▶ **Problem 1**
In the bladder cancer prognosis text, rewrite the passage starting at "Similar to the" and ending at "prognostic factor [21].", replacing "subgroups" with "cohorts".
▶ **Problem 2**
List the drugs that make up the MVAC regimen in the bladder cancer prognosis text.
▶ **Problem 3**
Answer these questions using the bladder cancer prognosis text.
(a) What was the median OS for patients with zero negative prognostic factors after first-line MVAC?
(b) What Karnofsky Performance Status defines poor performance status?
(c) What hemoglobin level appears to predict worse outcomes in second-line therapy?

▶ **Text excerpt**

..............................

The presence of visceral metastases (i.e., pulmonary, liver, bone) and poor performance status (Karnofsky Performance Status of ≤ 80%) were independent prognostic factors of poor OS following treatment with MVAC (methotrexate, vinblastine, doxorubicin, and cisplatin) in the first-line setting for advanced/metastatic disease. Median OS for patients who had zero, one, or two negative prognostic factors were 33, 13.4, and 9.3 months, respectively [17]. These factors have also been validated for newer combination chemotherapy regimens [18, 19].

Similar to the first-line setting, the presence of liver metastases, hemoglobin levels < 10 g/dl, and ECOG PS > 0 appear to predict worse outcomes in the second-line therapy for advanced/metastatic bladder cancer. Four subgroups were identified based on the presence of zero, one, two, or three adverse prognostic factors; the median OS times for these groups were 14.2, 7.3, 3.8, and 1.7 months (p < 0.001), respectively [20]. Additionally, shorter interval from prior chemotherapy appears to be an independent unfavorable prognostic factor [21].

..............................

▶ **Data shown**
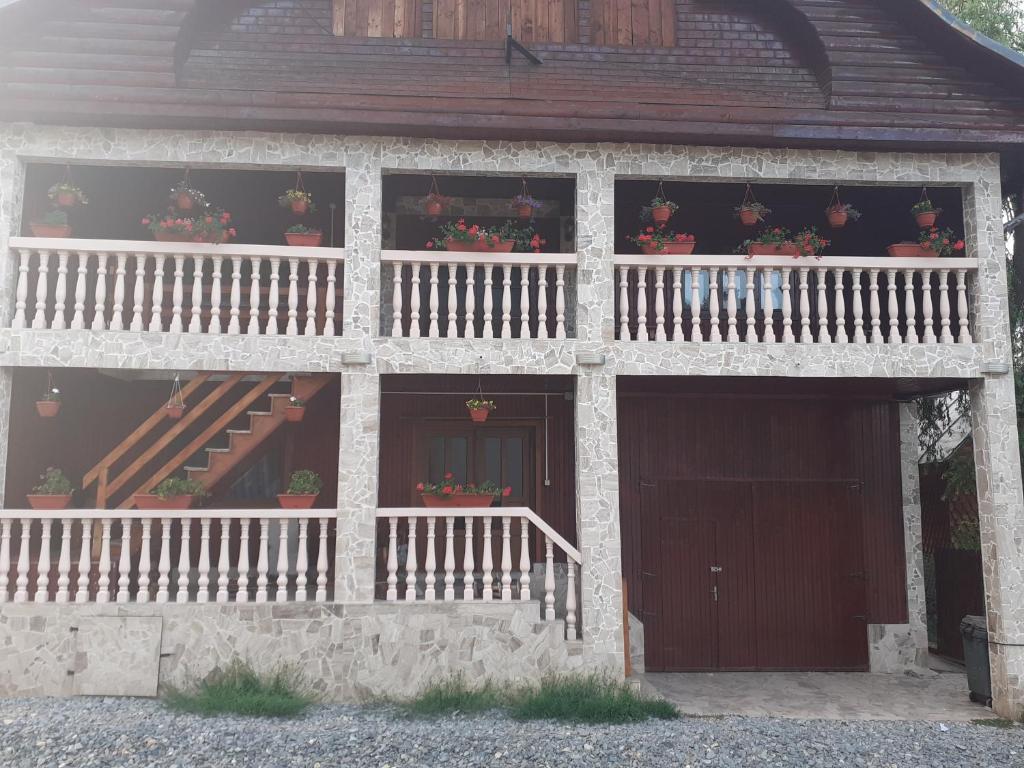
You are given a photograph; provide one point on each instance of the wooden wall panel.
(377, 18)
(639, 24)
(532, 20)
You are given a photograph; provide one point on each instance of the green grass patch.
(994, 723)
(455, 695)
(239, 689)
(590, 698)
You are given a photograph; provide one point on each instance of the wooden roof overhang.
(862, 74)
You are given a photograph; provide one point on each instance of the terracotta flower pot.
(307, 240)
(48, 230)
(48, 501)
(671, 249)
(502, 246)
(462, 246)
(296, 501)
(749, 217)
(152, 501)
(786, 249)
(163, 236)
(479, 415)
(660, 214)
(48, 409)
(838, 219)
(910, 251)
(458, 500)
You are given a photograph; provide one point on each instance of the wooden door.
(478, 453)
(697, 576)
(811, 596)
(753, 576)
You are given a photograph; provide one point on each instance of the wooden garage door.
(753, 576)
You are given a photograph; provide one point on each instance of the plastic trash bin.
(975, 635)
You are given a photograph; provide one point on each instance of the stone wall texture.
(347, 652)
(595, 168)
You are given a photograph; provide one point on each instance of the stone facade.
(595, 168)
(347, 652)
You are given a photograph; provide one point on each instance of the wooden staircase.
(241, 442)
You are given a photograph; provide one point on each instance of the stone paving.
(825, 695)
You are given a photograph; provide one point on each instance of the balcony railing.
(165, 556)
(177, 287)
(478, 295)
(832, 300)
(493, 565)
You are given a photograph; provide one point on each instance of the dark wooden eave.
(852, 74)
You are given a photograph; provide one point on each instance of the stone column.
(597, 520)
(357, 463)
(996, 453)
(596, 431)
(903, 647)
(359, 439)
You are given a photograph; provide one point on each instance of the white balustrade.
(767, 300)
(57, 559)
(477, 300)
(471, 536)
(175, 287)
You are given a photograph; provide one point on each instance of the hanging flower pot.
(49, 406)
(301, 236)
(66, 195)
(295, 410)
(480, 410)
(925, 213)
(449, 494)
(48, 501)
(53, 493)
(303, 487)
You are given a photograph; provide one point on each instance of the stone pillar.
(903, 647)
(597, 520)
(357, 463)
(993, 422)
(359, 439)
(596, 430)
(996, 453)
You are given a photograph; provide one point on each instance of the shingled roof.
(838, 73)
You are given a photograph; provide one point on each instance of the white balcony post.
(252, 329)
(177, 293)
(42, 286)
(43, 565)
(99, 310)
(60, 293)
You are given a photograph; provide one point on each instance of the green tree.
(1000, 19)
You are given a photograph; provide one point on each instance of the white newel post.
(993, 420)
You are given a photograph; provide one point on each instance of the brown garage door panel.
(810, 585)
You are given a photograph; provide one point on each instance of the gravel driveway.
(137, 732)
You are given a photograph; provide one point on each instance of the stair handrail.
(523, 512)
(139, 432)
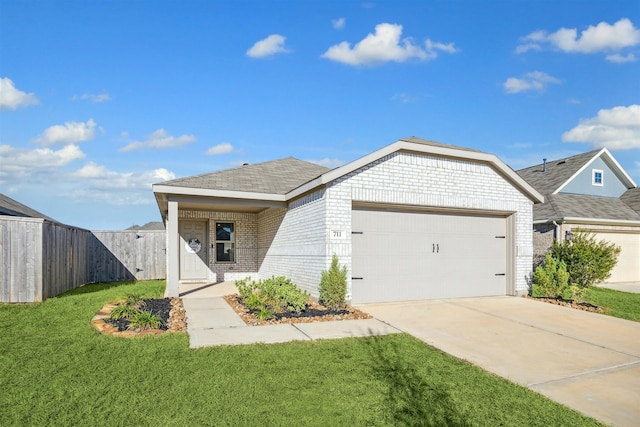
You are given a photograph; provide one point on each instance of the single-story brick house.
(593, 192)
(414, 220)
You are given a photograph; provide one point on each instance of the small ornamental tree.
(550, 279)
(333, 285)
(588, 261)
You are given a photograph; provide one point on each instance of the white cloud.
(160, 139)
(385, 45)
(12, 98)
(94, 98)
(535, 80)
(224, 148)
(267, 47)
(620, 59)
(404, 97)
(21, 164)
(68, 133)
(603, 37)
(617, 128)
(328, 163)
(96, 182)
(339, 23)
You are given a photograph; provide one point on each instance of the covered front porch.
(213, 240)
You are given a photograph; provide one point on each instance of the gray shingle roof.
(417, 140)
(273, 177)
(579, 206)
(10, 207)
(632, 198)
(557, 172)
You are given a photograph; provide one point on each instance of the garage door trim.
(509, 227)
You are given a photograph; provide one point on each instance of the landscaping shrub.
(550, 279)
(271, 296)
(143, 320)
(587, 260)
(333, 285)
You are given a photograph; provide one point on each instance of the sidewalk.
(211, 321)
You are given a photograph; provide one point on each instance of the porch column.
(173, 251)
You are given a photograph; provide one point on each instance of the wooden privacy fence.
(40, 259)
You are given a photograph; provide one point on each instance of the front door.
(193, 250)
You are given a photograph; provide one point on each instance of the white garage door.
(628, 267)
(402, 256)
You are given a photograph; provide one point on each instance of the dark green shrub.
(143, 320)
(588, 261)
(274, 295)
(333, 285)
(550, 279)
(127, 308)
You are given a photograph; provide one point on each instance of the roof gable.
(556, 175)
(273, 177)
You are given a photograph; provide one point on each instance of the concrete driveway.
(587, 361)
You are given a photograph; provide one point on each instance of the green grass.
(620, 304)
(55, 369)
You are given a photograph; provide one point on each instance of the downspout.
(556, 233)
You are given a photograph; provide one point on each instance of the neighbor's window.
(597, 177)
(225, 242)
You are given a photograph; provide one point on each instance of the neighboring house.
(414, 220)
(10, 207)
(593, 192)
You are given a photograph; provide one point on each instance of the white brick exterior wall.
(418, 179)
(297, 242)
(246, 244)
(293, 242)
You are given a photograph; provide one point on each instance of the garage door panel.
(415, 255)
(628, 267)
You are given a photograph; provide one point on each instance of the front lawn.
(619, 304)
(55, 369)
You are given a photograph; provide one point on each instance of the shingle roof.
(10, 207)
(273, 177)
(558, 206)
(632, 198)
(417, 140)
(557, 172)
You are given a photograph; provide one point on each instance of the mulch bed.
(170, 310)
(584, 306)
(313, 313)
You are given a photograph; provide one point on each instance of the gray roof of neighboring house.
(632, 198)
(10, 207)
(273, 177)
(558, 206)
(557, 172)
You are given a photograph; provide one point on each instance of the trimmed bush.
(271, 296)
(550, 279)
(333, 285)
(588, 261)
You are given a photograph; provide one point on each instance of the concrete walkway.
(587, 361)
(633, 287)
(211, 321)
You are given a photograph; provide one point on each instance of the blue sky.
(100, 99)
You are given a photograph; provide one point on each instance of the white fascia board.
(610, 161)
(403, 145)
(225, 194)
(613, 164)
(599, 221)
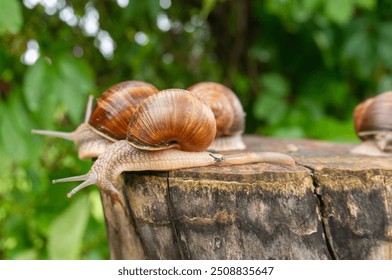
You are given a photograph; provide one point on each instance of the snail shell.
(228, 112)
(373, 124)
(116, 107)
(172, 118)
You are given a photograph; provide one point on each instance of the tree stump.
(331, 205)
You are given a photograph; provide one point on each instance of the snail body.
(157, 141)
(373, 125)
(228, 112)
(107, 122)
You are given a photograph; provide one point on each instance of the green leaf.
(75, 83)
(11, 19)
(274, 84)
(35, 84)
(66, 232)
(367, 4)
(270, 109)
(207, 7)
(339, 11)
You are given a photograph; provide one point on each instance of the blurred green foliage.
(298, 66)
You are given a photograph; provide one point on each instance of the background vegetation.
(298, 66)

..............................

▶ **Response 1**
Similar to the first-line setting, the presence of liver metastases, hemoglobin levels < 10 g/dl, and ECOG PS > 0 appear to predict worse outcomes in the second-line therapy for advanced/metastatic bladder cancer. Four cohorts were identified based on the presence of zero, one, two, or three adverse prognostic factors; the median OS times for these groups were 14.2, 7.3, 3.8, and 1.7 months (p < 0.001), respectively [20]. Additionally, shorter interval from prior chemotherapy appears to be an independent unfavorable prognostic factor [21].

▶ **Response 2**
Methotrexate, vinblastine, doxorubicin, cisplatin

▶ **Response 3**
(a) 33 months
(b) ≤ 80%
(c) < 10 g/dl